Journal of Neurologic Physical Therapy:
DEPARTMENTS: Reviews of Rehabilitation Technology Web Sites
Vidoni, Eric D. PT, PhD
University of Kansas Medical Center, Kansas City, KS.
The author declares no conflict of interest.
The Whole Brain Atlas is an online resource for central nervous system imaging developed by Keith Johnson, MD, and Alex Becker, PhD. It is jointly supported by the Brigham and Women's Hospital Departments of Radiology and Neurology, Harvard Medical School, the Countway Library of Medicine, and the American Academy of Neurology. The site has six main sections: (1) a neuroimaging primer for those with limited knowledge of the imaging vocabulary; (2) a normal anatomy atlas; (3) cerebrovascular disease; (4) neoplastic disease; (5) degenerative disease; and (6) inflammatory disease.
The Normal Anatomy atlas contains a navigable brain volume presented in all three planes. T1- and T2-weighted magnetic resonance imaging for visualizing structure is available, and positron emission tomographic images can be overlaid to enrich the image. Brain structure labels can be toggled for studying or quizzing. A similar feature is available for major cerebrovascular structures, although some links were broken at the time of this review. Brain volumes of normal aging and movies of cerebrovascular structure are also available. The normal anatomy atlas has excellent potential for application to the classroom, especially neuroscience, pathology, or motor control courses.
The remaining four sections present common disease-related brain change. For the most part, axial sections can be navigated across the whole brain, rather than presenting only one slice as traditionally seen in textbooks. Again, multiple imaging modalities are available for comparison between structure and metabolic activity, for example, and over time. The interpretive value of the different modalities could be expanded somewhat in the explanations.

====================

▸ Exercise 1:
According to the Whole Brain Atlas review, who developed the atlas?
▸ Exercise 2:
Name every main section of the site that the Whole Brain Atlas review lists.
Rely solely on the Whole Brain Atlas review for these answers.

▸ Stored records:
====================

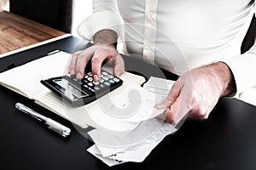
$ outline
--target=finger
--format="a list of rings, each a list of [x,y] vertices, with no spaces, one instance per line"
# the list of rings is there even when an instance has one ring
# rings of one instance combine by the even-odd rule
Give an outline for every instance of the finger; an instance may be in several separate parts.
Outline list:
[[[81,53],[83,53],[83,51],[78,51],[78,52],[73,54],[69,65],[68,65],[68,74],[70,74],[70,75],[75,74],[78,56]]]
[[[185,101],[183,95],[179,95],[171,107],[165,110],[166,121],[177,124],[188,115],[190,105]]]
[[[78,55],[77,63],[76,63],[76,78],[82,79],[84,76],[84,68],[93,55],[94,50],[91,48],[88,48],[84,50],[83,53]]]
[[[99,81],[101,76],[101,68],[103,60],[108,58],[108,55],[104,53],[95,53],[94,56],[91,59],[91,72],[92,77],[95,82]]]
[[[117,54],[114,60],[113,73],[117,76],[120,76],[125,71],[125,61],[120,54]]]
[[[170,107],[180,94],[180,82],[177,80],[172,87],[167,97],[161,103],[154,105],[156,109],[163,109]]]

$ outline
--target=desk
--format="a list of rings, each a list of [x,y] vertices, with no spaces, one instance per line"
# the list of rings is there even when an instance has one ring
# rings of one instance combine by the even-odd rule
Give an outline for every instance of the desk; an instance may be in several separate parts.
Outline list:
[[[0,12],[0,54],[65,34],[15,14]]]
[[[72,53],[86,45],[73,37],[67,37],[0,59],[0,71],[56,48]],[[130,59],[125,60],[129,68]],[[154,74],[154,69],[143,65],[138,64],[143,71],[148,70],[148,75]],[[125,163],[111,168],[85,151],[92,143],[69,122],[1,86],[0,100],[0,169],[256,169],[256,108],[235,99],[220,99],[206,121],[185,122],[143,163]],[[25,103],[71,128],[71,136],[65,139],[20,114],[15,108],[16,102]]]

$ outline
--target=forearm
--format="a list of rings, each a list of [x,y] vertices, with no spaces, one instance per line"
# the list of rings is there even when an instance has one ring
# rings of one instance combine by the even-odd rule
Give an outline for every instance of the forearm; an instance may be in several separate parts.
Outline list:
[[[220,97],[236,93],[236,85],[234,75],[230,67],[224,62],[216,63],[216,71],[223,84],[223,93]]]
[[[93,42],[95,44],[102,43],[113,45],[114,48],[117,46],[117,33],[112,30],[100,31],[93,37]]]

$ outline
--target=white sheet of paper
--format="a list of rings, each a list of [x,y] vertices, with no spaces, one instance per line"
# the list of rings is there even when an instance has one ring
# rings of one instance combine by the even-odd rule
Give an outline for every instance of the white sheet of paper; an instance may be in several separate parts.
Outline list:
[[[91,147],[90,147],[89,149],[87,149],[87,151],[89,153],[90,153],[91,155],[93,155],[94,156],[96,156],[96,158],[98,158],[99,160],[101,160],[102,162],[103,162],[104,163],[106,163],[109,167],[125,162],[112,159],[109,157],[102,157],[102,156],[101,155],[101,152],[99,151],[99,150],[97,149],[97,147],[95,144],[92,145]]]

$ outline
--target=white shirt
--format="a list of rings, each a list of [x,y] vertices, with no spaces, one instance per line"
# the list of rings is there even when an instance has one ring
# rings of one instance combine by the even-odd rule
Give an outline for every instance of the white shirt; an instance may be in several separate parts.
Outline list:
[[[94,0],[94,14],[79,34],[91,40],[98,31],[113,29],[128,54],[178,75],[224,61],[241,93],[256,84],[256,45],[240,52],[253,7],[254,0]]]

====================

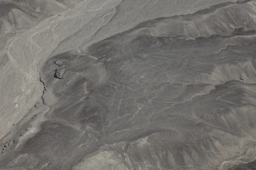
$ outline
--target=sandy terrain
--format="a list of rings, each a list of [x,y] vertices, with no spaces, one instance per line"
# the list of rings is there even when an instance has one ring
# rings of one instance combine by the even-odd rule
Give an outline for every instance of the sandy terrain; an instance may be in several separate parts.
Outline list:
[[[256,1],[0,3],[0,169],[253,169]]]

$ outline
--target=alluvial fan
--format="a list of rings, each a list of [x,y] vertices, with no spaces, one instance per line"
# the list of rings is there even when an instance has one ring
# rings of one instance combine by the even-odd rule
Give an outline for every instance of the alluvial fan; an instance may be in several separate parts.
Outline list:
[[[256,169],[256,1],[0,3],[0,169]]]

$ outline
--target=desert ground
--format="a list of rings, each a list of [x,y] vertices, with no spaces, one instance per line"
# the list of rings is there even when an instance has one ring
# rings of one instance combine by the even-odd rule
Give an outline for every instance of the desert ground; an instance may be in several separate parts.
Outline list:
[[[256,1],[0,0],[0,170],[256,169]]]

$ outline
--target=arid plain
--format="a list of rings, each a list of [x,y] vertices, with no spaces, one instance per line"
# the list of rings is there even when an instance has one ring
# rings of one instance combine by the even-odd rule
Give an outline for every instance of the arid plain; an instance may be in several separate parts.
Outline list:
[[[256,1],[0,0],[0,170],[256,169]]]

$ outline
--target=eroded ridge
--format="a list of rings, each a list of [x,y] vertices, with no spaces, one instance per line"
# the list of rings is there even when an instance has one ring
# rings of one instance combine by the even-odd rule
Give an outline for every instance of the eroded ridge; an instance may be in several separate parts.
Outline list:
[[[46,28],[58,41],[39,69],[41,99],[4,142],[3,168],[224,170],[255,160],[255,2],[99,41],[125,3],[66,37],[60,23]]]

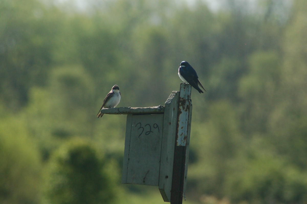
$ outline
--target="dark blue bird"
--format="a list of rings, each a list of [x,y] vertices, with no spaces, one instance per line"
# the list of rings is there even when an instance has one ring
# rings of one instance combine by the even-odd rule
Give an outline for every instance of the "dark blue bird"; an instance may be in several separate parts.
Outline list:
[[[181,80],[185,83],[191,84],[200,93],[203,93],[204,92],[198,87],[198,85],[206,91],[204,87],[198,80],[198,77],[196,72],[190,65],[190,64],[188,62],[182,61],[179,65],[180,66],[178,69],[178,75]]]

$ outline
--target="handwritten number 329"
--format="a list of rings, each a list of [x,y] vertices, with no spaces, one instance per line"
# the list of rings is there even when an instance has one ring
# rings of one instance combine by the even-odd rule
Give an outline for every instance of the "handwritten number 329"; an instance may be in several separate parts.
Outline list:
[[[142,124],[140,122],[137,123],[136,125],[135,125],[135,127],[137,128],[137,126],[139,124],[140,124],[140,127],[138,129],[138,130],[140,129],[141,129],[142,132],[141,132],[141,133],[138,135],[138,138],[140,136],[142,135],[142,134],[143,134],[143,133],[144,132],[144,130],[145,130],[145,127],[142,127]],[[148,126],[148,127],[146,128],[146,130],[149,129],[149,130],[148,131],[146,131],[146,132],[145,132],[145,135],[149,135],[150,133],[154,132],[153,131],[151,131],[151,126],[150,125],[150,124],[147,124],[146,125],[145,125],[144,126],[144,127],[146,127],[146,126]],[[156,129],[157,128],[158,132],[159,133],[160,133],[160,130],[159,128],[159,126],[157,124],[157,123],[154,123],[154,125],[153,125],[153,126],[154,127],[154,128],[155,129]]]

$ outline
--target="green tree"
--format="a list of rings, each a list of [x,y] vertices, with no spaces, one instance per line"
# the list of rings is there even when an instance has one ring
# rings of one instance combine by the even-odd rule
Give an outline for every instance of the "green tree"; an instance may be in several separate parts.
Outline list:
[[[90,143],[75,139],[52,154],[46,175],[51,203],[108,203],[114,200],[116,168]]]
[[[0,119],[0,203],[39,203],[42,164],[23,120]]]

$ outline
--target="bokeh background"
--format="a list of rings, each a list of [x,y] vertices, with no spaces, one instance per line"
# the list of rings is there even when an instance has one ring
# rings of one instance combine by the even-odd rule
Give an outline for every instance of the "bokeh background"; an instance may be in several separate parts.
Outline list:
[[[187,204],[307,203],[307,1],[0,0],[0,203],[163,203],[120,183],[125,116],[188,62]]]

====================

▸ Response box 1:
Keith Johnson, MD, and Alex Becker, PhD.

▸ Response box 2:
1. A neuroimaging primer for those with limited knowledge of the imaging vocabulary
2. A normal anatomy atlas
3. Cerebrovascular disease
4. Neoplastic disease
5. Degenerative disease
6. Inflammatory disease